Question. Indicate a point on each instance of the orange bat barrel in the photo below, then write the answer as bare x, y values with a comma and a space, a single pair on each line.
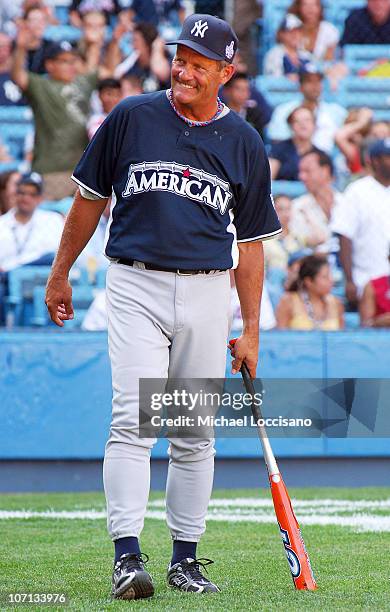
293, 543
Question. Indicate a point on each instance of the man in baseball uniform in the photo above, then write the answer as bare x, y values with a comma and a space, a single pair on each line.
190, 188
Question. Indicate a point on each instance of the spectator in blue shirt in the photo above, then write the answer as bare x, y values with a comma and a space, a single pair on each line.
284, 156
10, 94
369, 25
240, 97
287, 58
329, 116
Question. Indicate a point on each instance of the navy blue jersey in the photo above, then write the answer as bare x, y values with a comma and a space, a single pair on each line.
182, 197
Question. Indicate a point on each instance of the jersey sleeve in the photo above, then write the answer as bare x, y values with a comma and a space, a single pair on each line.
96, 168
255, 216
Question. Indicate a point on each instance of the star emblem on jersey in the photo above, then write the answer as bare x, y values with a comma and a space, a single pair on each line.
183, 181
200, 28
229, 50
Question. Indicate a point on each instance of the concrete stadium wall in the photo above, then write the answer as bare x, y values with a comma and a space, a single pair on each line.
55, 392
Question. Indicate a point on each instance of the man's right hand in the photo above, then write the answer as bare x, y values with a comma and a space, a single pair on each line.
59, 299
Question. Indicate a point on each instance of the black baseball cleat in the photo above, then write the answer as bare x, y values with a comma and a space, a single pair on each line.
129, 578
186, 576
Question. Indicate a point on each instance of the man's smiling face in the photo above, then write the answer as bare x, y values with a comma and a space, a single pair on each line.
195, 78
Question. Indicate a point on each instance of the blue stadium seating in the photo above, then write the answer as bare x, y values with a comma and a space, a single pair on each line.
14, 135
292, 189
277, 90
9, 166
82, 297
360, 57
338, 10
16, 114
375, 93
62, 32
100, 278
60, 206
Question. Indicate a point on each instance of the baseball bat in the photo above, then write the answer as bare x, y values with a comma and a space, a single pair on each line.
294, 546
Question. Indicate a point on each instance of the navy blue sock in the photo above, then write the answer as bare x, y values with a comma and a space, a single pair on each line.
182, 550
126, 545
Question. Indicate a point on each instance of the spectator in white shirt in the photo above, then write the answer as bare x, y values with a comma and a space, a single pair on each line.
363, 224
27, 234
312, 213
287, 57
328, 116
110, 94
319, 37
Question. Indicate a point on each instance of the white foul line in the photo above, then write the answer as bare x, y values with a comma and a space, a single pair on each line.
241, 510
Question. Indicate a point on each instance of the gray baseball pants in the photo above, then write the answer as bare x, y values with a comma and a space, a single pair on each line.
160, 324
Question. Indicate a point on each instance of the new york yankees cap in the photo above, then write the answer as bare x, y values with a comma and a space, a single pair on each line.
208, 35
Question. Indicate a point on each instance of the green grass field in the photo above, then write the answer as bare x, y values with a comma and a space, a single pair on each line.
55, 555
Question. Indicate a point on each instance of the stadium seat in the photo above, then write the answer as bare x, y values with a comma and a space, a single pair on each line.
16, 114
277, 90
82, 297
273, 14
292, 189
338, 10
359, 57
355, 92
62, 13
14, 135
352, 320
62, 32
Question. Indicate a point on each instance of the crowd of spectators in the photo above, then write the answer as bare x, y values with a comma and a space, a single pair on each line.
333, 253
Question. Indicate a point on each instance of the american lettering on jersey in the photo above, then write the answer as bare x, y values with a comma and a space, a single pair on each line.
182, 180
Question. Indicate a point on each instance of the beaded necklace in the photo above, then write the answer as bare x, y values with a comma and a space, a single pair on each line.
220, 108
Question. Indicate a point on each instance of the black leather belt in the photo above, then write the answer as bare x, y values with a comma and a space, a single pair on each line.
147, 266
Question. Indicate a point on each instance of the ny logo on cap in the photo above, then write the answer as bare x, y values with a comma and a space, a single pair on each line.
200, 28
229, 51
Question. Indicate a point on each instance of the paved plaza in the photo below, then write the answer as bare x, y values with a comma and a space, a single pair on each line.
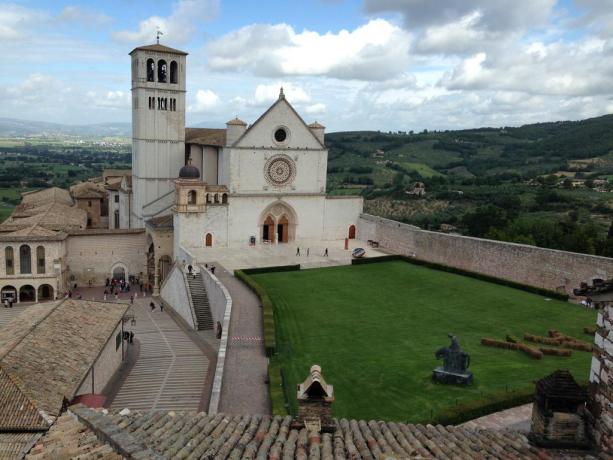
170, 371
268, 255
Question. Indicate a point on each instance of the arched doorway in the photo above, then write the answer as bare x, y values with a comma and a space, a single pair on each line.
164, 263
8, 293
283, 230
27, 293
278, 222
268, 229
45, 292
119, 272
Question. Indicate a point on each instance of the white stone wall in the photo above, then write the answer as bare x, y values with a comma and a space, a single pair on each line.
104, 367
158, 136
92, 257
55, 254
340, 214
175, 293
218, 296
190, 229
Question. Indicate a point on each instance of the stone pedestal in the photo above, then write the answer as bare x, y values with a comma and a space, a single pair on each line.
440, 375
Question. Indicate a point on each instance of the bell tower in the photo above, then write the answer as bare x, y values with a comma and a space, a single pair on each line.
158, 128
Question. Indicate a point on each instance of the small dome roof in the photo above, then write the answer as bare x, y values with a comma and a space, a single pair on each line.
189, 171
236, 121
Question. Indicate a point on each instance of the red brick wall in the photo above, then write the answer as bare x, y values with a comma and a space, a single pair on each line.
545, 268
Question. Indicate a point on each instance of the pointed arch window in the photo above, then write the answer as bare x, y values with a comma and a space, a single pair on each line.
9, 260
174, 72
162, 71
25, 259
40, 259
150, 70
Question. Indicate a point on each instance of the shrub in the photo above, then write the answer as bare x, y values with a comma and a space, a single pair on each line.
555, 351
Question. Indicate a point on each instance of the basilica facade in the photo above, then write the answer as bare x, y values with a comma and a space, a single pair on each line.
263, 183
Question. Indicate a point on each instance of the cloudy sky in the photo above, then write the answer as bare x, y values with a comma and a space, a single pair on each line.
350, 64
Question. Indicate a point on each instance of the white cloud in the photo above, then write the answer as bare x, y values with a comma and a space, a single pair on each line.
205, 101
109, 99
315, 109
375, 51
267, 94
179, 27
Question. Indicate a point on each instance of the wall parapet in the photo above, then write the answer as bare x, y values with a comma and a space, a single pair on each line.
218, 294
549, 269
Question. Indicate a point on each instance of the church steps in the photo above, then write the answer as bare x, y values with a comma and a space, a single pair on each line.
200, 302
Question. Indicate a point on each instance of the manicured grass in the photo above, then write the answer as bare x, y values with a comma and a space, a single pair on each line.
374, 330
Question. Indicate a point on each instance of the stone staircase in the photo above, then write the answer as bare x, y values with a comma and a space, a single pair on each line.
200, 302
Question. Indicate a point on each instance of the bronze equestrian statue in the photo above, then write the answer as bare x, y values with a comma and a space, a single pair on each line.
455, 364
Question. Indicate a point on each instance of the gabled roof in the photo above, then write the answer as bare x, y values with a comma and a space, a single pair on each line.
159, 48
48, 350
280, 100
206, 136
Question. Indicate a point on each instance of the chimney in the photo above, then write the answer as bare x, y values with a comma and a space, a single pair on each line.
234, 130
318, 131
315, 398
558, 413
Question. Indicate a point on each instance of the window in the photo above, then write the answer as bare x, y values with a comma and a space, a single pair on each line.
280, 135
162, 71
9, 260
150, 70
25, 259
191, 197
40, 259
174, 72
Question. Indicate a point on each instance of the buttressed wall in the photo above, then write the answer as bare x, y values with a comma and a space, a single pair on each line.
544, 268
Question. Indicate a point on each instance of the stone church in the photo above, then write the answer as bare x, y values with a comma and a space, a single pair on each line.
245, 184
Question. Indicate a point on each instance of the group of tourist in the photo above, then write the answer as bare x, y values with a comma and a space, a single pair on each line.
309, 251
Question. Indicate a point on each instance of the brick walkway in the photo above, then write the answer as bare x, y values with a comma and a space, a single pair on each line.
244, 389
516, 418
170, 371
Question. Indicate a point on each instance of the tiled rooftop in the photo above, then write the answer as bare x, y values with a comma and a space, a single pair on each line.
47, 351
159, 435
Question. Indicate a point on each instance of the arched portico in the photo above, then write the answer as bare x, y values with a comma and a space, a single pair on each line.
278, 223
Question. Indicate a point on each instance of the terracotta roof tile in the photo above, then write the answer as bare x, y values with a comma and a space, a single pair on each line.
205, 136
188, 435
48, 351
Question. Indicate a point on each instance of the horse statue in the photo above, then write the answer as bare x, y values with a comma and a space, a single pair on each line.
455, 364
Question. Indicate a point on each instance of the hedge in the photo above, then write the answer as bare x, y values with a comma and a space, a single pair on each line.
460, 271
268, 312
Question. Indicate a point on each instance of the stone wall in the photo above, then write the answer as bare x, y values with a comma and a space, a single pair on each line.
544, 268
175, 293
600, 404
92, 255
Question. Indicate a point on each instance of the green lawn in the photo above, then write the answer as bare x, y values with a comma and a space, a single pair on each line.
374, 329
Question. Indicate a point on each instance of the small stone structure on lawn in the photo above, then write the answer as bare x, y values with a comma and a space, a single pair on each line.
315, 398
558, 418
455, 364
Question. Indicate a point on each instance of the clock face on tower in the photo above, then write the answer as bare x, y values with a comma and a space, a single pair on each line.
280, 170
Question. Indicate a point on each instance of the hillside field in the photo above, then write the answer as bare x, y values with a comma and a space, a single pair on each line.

+---+

▸ **Task to complete**
Output exactly the lines from the one containing "Question. Indicate a point on each instance of the small stone" through the last line of the entries, both ends included.

▸ **Task solution**
Question. Indicate a point on each instance of the small stone structure on lawn in the photo above, then write the answer as bare x, y values with a comma and a space, a single pair on each line.
315, 398
558, 418
455, 364
Question. Indicate a point on each instance of the clock face on tower in the photo above, then write the answer as bare x, y values with a comma and a space, a single pair on each line.
280, 170
Question. Indicate a point on each instance of the hillside field in the photo above, then write the answer as bare x, y values with a comma and a space, a single pair on each line.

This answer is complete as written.